Teks Bacaan:
++++++++++
Tag Archives: sawah

Gunung Putri Tidur

Gunung Putri Tidur

Salah satu pemandangan di kampung halaman yang tidak pernah jemu saya pandang adalah deretan gunung yang membentang di horizon barat daya Kota Malang yang dikenal dengan Gunung Putri Tidur. Anda bisa mencarinya di Google Maps atau atlas (eh masih ada yang punya atlas kah, hehe). Tentu saja Anda tidak akan menemukan nama Gunung Putri Tidur ini di sana karena nama tersebut bukanlah nama sebenarnya. Hehehe.
++++++++++
Tugas Anda:
Salin tanpa perubahan bagian teks tentang Gunung Putri Tidur di atas, mulai dari "Tag Archives: sawah" sampai dengan "nama sebenarnya. Hehehe.".

(Contoh Deteksi)
++++++++++
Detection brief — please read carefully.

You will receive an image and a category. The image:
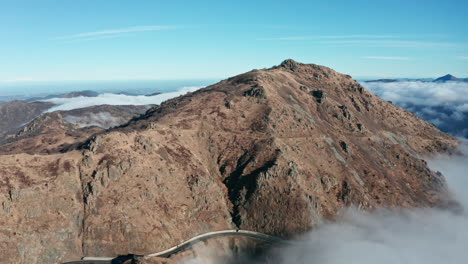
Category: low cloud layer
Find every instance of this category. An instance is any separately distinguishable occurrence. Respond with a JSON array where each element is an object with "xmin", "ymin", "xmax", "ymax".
[
  {"xmin": 362, "ymin": 81, "xmax": 468, "ymax": 138},
  {"xmin": 44, "ymin": 87, "xmax": 201, "ymax": 112},
  {"xmin": 64, "ymin": 112, "xmax": 128, "ymax": 129},
  {"xmin": 183, "ymin": 145, "xmax": 468, "ymax": 264}
]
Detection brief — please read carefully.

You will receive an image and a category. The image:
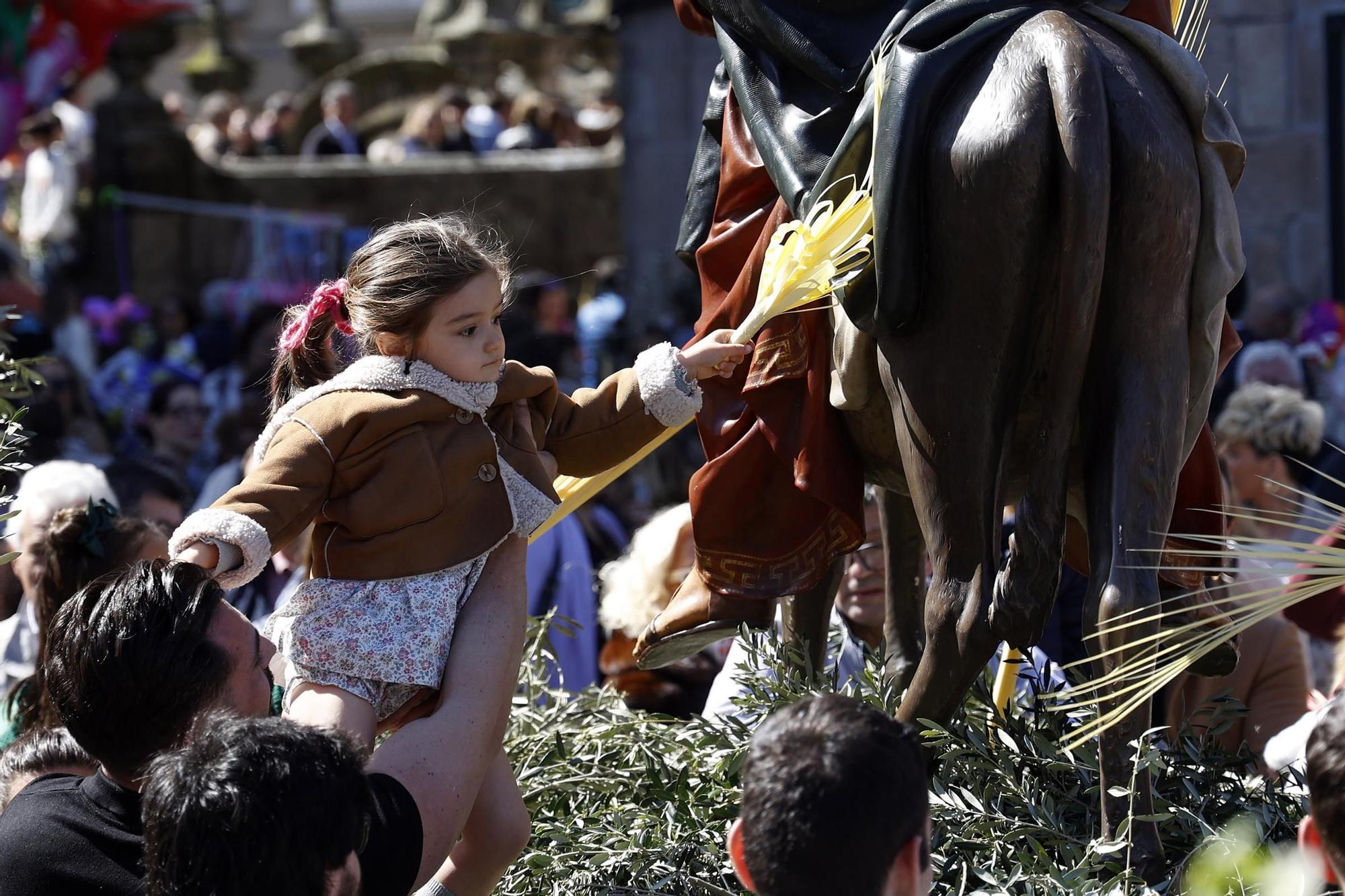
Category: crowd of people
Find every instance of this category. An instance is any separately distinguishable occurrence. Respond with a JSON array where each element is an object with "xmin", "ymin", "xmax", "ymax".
[
  {"xmin": 0, "ymin": 57, "xmax": 1345, "ymax": 896},
  {"xmin": 175, "ymin": 74, "xmax": 621, "ymax": 163}
]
++++++++++
Jawaban Tertulis:
Tag Archives: sawah

Gunung Putri Tidur

Gunung Putri Tidur

Salah satu pemandangan di kampung halaman yang tidak pernah jemu saya pandang adalah deretan gunung yang membentang di horizon barat daya Kota Malang yang dikenal dengan Gunung Putri Tidur. Anda bisa mencarinya di Google Maps atau atlas (eh masih ada yang punya atlas kah, hehe). Tentu saja Anda tidak akan menemukan nama Gunung Putri Tidur ini di sana karena nama tersebut bukanlah nama sebenarnya. Hehehe.